» **Quoted passage**:

In relation to professional activity, two occupations can be highlighted: 20.76% (n=9963) of patients were farmers and 19.77% (n=9,488) retired. Among the other individuals, 7.19% (n=3,453) worked in the service industry, 4.34% (n=2,085) were health professionals, 0.68% (n=327) employees, and 0.61% (n=295) self-employed. Four studies (3, 6, 9, 18) defined the other occupancies in the category ‘ other ’, corresponding to 43.16% (n=20,719) of individuals studied. Eight papers3 , 5 , 7 , 10 , 11 , 12 , 12 , 17 characterized the occupation of part of the cases, without information on the others, which were included in the field “ not informed”(n=1,680; 3.49%) ( Table 1 ).

The records of health professionals with the disease were observed in 12/18 articles, and four13 , 14 , 16 , 19 of them were conducted exclusively on these professionals. In seven others3 , 5 , 7 , 10 , 11 , 15 , 17 , professions were not investigated, but the text highlighted the number of health professionals with Covid-19. Excluding the studies composed exclusively by health professionals, the frequency of this category varied from 3.5% to 29.0% ( Table 1 ).

In outbreaks of infectious diseases, occupation and work environment can play an important role in the dissemination of infection due to a variety of actions that can promote this spread, such as contact with customers, food preparation, and others21 . Studies on other diseases have already stressed the importance of professional activity in the dynamics of transmission: Danovaro-Holliday et al.22 , for example, showed that agglomerations and precarious living conditions favored outbreaks of rubella.

Approximately 10% (n=14.4 million) of workers in the United States are employed in occupations in which exposure to diseases occurs at least once a week; and 18.4% (n= 26.7 million) workers there are employed in occupations in which exposure to morbidities occurs at least once a month21 . Given this scenario, it becomes relevant, in studies and research carried out on Covid-19, to identify the professional activities of individuals and their place of work to understand the relationship between occupation and the spread of the disease.

» **Tasks**:
1 - Sum up the passage on occupation and Covid-19 in two sentences.
2 - Translate this sentence from the passage on occupation and Covid-19 into Spanish: "Given this scenario, it becomes relevant, in studies and research carried out on Covid-19, to identify the professional activities of individuals and their place of work to understand the relationship between occupation and the spread of the disease."
3 - Write the next part of the passage on occupation and Covid-19, picking up after its final sentence.

» **Data under study**:
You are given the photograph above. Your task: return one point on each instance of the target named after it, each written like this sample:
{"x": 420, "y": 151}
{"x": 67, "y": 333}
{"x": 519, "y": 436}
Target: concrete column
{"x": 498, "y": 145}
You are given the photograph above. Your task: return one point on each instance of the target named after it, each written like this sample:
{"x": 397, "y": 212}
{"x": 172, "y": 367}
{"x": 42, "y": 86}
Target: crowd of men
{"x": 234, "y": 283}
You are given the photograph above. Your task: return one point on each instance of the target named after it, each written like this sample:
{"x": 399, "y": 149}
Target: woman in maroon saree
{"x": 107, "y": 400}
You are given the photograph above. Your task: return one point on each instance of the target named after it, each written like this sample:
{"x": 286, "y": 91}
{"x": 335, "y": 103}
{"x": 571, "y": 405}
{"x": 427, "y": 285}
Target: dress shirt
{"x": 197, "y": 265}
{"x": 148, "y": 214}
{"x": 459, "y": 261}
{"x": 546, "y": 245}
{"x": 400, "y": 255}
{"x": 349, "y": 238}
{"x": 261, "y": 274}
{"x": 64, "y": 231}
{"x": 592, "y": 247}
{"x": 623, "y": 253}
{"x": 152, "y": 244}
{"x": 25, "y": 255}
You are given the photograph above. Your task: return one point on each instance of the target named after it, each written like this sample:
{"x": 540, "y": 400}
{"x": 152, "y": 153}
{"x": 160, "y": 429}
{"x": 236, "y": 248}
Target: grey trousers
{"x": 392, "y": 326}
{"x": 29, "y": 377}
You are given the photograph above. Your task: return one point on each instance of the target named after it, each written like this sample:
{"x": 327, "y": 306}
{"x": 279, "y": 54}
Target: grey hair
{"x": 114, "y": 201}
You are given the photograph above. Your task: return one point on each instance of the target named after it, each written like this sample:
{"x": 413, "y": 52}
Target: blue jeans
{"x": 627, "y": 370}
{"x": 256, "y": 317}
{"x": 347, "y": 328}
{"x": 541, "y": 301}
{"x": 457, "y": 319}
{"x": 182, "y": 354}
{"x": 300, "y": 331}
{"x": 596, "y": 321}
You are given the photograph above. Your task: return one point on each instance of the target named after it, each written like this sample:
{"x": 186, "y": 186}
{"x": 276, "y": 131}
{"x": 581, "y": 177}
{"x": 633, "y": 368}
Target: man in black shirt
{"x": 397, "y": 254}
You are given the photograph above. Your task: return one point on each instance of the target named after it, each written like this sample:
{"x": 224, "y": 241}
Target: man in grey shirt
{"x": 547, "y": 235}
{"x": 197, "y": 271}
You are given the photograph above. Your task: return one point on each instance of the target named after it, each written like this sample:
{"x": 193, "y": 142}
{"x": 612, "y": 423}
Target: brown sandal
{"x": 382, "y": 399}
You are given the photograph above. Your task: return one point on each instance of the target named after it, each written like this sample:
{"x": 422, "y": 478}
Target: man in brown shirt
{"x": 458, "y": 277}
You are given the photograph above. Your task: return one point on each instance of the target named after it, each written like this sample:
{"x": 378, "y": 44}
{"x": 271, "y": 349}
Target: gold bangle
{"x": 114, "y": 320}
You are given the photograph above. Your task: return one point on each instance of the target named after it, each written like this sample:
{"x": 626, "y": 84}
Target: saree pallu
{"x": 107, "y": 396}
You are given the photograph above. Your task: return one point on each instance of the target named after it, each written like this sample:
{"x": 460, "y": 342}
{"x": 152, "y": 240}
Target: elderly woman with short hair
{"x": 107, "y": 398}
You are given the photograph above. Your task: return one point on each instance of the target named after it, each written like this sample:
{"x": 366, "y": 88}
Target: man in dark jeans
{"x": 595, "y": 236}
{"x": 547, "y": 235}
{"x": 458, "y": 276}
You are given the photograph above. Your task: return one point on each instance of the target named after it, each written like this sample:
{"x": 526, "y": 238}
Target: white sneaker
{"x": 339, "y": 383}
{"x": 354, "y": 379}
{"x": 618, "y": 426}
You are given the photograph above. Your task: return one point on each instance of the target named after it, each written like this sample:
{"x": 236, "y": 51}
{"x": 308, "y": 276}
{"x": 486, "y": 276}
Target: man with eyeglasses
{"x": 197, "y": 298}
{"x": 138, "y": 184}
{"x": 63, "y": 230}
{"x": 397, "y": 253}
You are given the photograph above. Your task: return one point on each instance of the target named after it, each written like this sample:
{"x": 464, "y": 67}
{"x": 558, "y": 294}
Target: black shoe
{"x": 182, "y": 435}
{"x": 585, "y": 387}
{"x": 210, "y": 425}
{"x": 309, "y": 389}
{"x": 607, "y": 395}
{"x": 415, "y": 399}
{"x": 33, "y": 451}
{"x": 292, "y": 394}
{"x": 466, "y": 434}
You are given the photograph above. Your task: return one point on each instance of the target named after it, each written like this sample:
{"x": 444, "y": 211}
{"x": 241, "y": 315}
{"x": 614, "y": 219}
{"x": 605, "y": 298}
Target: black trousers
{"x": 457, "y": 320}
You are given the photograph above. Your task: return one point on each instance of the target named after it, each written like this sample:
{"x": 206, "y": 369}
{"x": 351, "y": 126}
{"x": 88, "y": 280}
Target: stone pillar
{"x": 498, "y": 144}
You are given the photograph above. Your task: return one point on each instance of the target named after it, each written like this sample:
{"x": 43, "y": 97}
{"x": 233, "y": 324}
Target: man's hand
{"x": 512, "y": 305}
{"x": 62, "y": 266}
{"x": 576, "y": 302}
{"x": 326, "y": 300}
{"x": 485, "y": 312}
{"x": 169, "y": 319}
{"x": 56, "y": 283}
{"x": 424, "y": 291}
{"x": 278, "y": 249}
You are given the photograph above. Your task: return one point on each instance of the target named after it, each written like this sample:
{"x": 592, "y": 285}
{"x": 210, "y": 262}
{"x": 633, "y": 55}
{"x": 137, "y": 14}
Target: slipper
* * *
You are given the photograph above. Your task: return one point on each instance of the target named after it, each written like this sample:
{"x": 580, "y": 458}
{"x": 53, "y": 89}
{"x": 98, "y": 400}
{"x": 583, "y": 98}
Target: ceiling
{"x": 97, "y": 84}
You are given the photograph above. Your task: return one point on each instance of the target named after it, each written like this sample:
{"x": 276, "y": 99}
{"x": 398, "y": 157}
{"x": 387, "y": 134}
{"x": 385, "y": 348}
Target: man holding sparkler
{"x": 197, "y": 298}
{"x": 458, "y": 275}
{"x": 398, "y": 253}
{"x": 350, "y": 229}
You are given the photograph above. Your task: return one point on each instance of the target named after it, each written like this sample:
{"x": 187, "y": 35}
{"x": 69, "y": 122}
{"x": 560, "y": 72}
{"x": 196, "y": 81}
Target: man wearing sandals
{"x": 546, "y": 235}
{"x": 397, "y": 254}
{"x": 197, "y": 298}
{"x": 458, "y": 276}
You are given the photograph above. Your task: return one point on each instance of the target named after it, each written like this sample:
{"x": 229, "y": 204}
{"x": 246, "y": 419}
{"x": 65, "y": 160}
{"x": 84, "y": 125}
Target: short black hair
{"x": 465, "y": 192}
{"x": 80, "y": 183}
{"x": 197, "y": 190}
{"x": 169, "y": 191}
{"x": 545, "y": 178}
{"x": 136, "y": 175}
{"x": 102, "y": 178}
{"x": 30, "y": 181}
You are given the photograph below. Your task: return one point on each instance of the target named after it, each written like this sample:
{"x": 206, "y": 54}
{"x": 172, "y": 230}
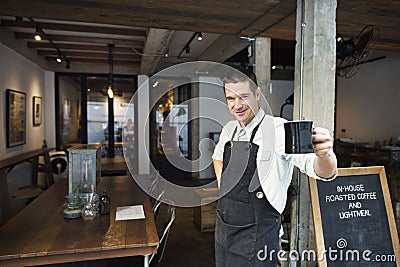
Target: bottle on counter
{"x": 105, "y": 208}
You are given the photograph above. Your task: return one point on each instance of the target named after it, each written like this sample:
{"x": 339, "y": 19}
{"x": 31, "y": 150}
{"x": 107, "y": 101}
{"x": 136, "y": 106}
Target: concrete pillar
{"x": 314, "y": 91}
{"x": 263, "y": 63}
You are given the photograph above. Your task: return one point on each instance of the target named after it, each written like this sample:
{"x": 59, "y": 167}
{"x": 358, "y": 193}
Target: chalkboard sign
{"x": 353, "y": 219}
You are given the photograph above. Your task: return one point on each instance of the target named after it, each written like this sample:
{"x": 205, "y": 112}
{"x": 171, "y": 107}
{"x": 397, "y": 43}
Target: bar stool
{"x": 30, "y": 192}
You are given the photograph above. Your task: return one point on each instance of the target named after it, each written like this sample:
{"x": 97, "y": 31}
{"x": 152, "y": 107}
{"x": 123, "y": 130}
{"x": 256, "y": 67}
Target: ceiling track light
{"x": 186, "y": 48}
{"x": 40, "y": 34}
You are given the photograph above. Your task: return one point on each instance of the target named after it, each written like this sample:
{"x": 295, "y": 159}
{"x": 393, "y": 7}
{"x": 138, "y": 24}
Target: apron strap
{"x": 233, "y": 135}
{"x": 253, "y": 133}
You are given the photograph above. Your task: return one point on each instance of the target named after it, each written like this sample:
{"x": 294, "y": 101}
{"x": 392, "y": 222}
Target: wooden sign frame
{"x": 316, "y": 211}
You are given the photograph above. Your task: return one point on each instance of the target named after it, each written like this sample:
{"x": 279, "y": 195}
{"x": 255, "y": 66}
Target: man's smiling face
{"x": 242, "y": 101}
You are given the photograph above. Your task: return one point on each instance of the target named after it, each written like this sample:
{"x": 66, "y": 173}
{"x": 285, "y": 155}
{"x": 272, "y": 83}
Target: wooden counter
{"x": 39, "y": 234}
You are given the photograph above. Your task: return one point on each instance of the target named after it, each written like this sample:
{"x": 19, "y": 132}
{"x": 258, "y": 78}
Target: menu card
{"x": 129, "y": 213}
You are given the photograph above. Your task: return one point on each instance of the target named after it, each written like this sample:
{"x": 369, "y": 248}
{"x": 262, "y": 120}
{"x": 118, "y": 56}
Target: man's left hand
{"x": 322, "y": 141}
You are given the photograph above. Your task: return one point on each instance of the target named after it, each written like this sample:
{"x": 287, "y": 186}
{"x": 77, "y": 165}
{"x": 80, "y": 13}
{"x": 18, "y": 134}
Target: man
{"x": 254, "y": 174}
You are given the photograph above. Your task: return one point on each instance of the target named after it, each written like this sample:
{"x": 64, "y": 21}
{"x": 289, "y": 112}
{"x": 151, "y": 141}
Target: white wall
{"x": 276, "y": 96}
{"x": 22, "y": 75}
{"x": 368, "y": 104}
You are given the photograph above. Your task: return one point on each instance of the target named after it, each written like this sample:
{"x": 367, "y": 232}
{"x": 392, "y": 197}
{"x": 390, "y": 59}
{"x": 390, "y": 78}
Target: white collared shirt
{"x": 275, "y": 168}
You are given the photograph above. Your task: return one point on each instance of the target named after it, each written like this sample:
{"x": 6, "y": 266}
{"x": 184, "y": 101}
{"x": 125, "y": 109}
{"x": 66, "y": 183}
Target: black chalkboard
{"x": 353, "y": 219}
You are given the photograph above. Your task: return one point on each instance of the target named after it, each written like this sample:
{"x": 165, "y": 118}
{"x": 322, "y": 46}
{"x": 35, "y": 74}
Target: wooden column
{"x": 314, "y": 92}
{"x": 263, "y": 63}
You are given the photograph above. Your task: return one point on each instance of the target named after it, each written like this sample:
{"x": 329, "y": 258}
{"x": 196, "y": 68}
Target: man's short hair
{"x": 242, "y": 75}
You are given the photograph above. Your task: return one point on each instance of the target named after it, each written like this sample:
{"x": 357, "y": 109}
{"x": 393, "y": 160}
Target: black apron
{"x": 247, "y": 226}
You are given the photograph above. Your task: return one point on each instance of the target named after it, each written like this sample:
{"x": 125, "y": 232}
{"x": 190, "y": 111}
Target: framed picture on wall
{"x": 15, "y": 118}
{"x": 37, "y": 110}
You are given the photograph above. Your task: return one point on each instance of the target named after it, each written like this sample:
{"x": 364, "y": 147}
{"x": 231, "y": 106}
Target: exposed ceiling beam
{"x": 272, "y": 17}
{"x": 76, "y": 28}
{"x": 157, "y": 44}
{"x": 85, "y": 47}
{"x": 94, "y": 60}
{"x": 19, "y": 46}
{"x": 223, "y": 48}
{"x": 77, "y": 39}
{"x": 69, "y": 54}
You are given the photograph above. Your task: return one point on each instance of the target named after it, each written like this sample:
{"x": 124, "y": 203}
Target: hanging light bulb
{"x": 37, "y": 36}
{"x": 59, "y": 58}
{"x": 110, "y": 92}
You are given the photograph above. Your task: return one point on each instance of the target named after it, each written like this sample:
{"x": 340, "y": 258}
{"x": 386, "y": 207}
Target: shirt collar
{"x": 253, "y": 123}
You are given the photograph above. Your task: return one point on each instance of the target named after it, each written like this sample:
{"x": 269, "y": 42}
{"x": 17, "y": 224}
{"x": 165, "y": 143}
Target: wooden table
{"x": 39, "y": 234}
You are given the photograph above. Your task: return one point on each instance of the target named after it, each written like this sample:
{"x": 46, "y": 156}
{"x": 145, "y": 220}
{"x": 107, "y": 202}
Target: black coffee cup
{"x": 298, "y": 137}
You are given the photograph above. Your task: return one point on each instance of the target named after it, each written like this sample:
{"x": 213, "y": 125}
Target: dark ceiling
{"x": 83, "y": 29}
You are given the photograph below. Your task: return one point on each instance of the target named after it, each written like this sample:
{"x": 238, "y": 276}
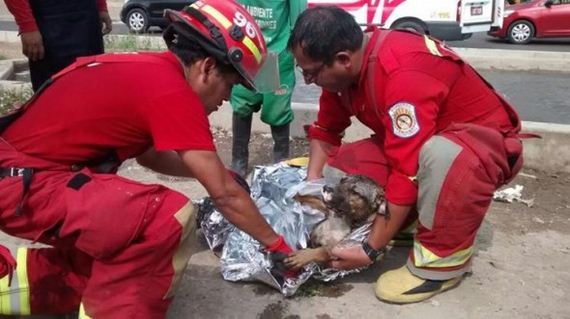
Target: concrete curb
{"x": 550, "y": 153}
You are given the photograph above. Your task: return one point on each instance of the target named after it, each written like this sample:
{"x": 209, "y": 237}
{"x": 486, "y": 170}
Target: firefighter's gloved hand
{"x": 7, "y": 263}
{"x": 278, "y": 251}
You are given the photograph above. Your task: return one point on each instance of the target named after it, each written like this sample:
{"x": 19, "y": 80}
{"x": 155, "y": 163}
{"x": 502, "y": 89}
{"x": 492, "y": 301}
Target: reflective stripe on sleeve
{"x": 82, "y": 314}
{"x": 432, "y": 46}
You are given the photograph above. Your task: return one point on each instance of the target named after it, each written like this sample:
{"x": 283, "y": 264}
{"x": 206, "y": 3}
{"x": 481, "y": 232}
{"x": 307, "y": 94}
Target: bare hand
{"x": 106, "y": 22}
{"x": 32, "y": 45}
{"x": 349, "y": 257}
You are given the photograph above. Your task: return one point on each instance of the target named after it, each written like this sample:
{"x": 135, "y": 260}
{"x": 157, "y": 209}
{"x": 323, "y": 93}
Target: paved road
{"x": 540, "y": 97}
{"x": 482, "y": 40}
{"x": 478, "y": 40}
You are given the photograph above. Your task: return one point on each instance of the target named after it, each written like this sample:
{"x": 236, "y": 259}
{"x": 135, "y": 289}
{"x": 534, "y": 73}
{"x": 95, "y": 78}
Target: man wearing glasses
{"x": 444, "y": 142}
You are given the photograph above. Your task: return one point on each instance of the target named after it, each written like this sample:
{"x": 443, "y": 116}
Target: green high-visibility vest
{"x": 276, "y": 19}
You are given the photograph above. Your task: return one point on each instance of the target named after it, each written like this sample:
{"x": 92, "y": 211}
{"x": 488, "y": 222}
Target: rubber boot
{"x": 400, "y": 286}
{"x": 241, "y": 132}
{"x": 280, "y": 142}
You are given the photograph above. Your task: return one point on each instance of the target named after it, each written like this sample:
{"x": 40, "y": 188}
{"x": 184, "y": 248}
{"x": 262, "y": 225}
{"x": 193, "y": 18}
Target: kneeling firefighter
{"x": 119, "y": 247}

» **Answers for the exercise**:
1 - Farmers and retired people each made up about a fifth of the patients studied, and health professionals were recorded in 12 of 18 articles, four of which studied only these professionals. Because occupation and work environment can play a role in spreading infectious diseases, identifying people's jobs and workplaces is relevant in Covid-19 research.

2 - Ante este panorama, resulta relevante, en los estudios e investigaciones realizados sobre la Covid-19, identificar las actividades profesionales de los individuos y su lugar de trabajo para comprender la relación entre la ocupación y la propagación de la enfermedad.

3 -
In this review, we observed that of 48,010 individuals, 1,680 were in the category of occupation not informed and 20,719 in the other category, which represents a shortage in specific definitions of occupation in 46,65% of the population studied. This lack of information, in general, can compromise the reliability of epidemiological information and generate false correlations in the diagnoses of health (23).

The correct identification of patients’ occupational profiles can bring benefits for the effective control of the pandemic, guiding the adoption of effective safety measures in work environments. In the study by Wang et al.4 , of the 16 retail professionals contaminated by Covid-19, 11 and their relatives worked in the same supermarket. This scenario reinforces the need for rigorous monitoring of occupations and workplaces of patients, which is essential to prevent and/or reduce the spread of the virus in these locations and from them to their families and the community in general.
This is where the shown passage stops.